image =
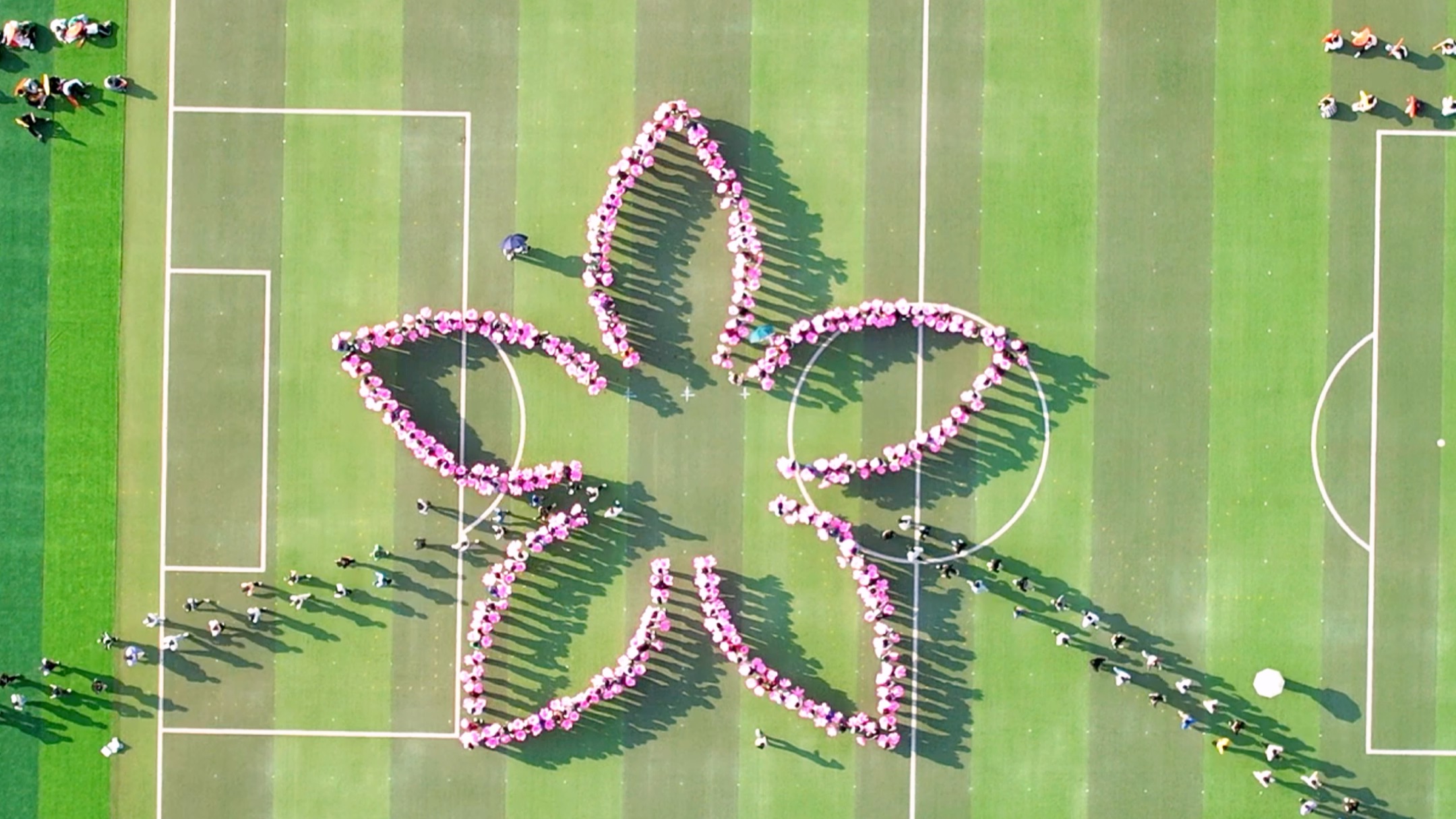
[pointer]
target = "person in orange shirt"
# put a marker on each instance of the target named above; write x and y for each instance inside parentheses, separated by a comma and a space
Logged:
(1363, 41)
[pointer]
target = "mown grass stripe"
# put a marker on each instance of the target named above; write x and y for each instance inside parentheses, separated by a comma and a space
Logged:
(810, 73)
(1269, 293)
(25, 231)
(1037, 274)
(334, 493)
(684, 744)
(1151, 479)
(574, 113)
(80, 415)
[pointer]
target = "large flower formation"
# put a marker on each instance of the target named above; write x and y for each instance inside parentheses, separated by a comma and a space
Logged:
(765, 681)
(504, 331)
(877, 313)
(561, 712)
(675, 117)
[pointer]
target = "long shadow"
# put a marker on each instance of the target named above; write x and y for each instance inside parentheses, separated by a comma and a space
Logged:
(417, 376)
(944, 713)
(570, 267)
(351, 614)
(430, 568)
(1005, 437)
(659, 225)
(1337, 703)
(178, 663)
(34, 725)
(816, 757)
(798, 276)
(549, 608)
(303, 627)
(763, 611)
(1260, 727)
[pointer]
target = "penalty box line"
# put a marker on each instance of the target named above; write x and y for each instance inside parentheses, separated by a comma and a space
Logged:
========================================
**TASK PROMPT:** Please retype the material in full, exactly as it reads, apart from the images.

**OUTPUT OF THE TASK:**
image =
[pointer]
target = "person in orange shirt"
# put a marker on each instance of the target named above; write x and y for each instance inside parentheses, separated by a comma and a space
Logged:
(1363, 41)
[pointer]
target = "mown grass stripe"
# put a marker on each instance of the target named above; write x and y for each instance inside parentheses, separated by a comma and a space
Logged:
(810, 73)
(1269, 293)
(25, 231)
(1037, 274)
(334, 493)
(684, 744)
(1151, 479)
(574, 113)
(80, 415)
[pointer]
target = "large flower formation"
# put a marker on each instance of the target named above; write x and y for each instance inside parentheses, separated by a comma and a space
Logged:
(765, 681)
(504, 331)
(877, 313)
(561, 712)
(675, 117)
[pointer]
target = "long shadow"
# put a marker on each instance of the target named above; write x and y for each instance inside parentheses, separated by a comma and a space
Logged:
(417, 376)
(944, 713)
(570, 267)
(351, 614)
(430, 568)
(1005, 437)
(659, 225)
(1337, 703)
(178, 663)
(34, 725)
(816, 757)
(798, 276)
(549, 608)
(303, 627)
(763, 611)
(1260, 727)
[pointer]
target = "penalty box line"
# put a marker on each instance of the target named above; write x and y for each instance inside parentheses, separated by a comma and a space
Logged:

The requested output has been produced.